* begin Data for processing *
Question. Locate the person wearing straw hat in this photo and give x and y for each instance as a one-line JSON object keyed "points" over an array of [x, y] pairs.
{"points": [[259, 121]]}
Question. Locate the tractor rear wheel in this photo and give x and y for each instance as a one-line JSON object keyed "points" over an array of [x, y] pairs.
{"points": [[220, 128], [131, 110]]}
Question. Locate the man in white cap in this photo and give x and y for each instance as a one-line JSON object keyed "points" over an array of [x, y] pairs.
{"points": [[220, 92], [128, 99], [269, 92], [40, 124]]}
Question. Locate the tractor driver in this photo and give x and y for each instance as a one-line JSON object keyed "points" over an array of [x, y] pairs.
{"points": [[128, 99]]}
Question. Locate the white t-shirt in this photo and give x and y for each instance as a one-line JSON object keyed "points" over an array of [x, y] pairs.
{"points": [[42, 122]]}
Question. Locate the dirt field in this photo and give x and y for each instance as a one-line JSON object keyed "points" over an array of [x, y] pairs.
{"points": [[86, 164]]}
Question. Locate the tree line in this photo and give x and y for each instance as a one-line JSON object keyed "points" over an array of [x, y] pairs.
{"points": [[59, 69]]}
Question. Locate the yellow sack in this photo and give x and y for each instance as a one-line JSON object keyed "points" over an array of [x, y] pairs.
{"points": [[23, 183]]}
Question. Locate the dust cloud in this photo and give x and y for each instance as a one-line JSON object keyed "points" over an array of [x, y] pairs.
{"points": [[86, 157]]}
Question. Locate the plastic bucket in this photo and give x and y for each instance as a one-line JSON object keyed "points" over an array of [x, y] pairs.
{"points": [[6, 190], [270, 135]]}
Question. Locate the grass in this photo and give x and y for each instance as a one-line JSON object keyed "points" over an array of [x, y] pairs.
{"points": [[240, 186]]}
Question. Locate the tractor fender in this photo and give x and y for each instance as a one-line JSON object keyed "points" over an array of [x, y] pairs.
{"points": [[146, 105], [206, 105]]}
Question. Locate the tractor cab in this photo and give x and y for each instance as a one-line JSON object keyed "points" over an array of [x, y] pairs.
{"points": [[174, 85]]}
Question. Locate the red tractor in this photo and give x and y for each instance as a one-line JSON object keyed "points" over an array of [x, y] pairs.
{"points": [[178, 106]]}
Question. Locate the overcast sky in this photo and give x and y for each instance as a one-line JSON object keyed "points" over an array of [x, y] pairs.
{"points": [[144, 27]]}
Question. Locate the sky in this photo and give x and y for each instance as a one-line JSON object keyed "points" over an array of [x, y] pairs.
* end Data for processing *
**Stated problem**
Rewrite all of the records above, substituting "Find" for every occurrence of "Locate" and keeping everything else unchanged.

**Answer**
Question. Find the person wearing straw hat in this photo and give x and y for each instance as a one-line JSON object keyed "points" over an array of [x, y] pairs.
{"points": [[259, 121]]}
Question. Find the tractor rear wheel in this photo and give x and y for each instance as a one-line JSON object keyed "points" over an array of [x, y] pairs.
{"points": [[220, 128], [131, 110]]}
Question. Find the man in white cap in this photo and give x and y for each instance as a one-line JSON object keyed "points" over an array of [x, y] pairs.
{"points": [[220, 92], [128, 99], [269, 92], [40, 124]]}
Question. Find the tractor driver in this photo and give x and y for each instance as a one-line JSON object keyed "points" over an array of [x, y] pairs.
{"points": [[128, 99]]}
Question. Find the white t-shirt in this photo and give x and y for each instance as a one-line JSON object keyed "points" over an array of [x, y] pairs.
{"points": [[42, 122]]}
Question. Find the dirt field in this photo and give x and y for each instance as a one-line JSON object keyed "points" over an array of [x, y] pairs.
{"points": [[86, 164]]}
Question. Find the tree line in this photo and give x and y for each instance as a one-line JSON object keyed "points" over an array of [x, y] pairs.
{"points": [[59, 69]]}
Question. Find the yellow sack in this photo and give x and y for each instance as a one-line JSON object keyed "points" over an array of [x, y] pairs.
{"points": [[23, 183]]}
Question. Find the dust cloud in this photo and give x and y for each instance as a one-line JSON object keyed "points" over an array of [x, y] pairs.
{"points": [[86, 157]]}
Question. Find the plastic bucket in this photo and give x and y for each instance as a one-line JSON object keyed "points" over an array of [x, y] pairs.
{"points": [[6, 190], [270, 135]]}
Question. Find the grass in this photo and give x and y for each instance as a one-line JSON object keyed "points" over an array of [x, y] pairs.
{"points": [[240, 186]]}
Question. Find the tractor fender in this photo and give x and y for each instance as a one-line JSON object keyed "points" over an array of [x, y] pairs.
{"points": [[146, 105], [206, 105]]}
Question. Find the tractor cab in this photo and give x and y for each instance as a one-line JSON object keyed "points" over an array of [x, y] pairs.
{"points": [[174, 85]]}
Question. Find the red tractor in this photo and give x and y for each instance as a one-line JSON object keyed "points" over an array of [x, y] pairs.
{"points": [[178, 106]]}
Question. Find the overcast sky in this photo and give x and y for each instance as a one-line JSON object keyed "points" over an array of [x, y] pairs.
{"points": [[144, 27]]}
Question. Find the sky in this photo and give x and y for each instance as a one-line JSON object keyed "points" over an array of [x, y] pairs.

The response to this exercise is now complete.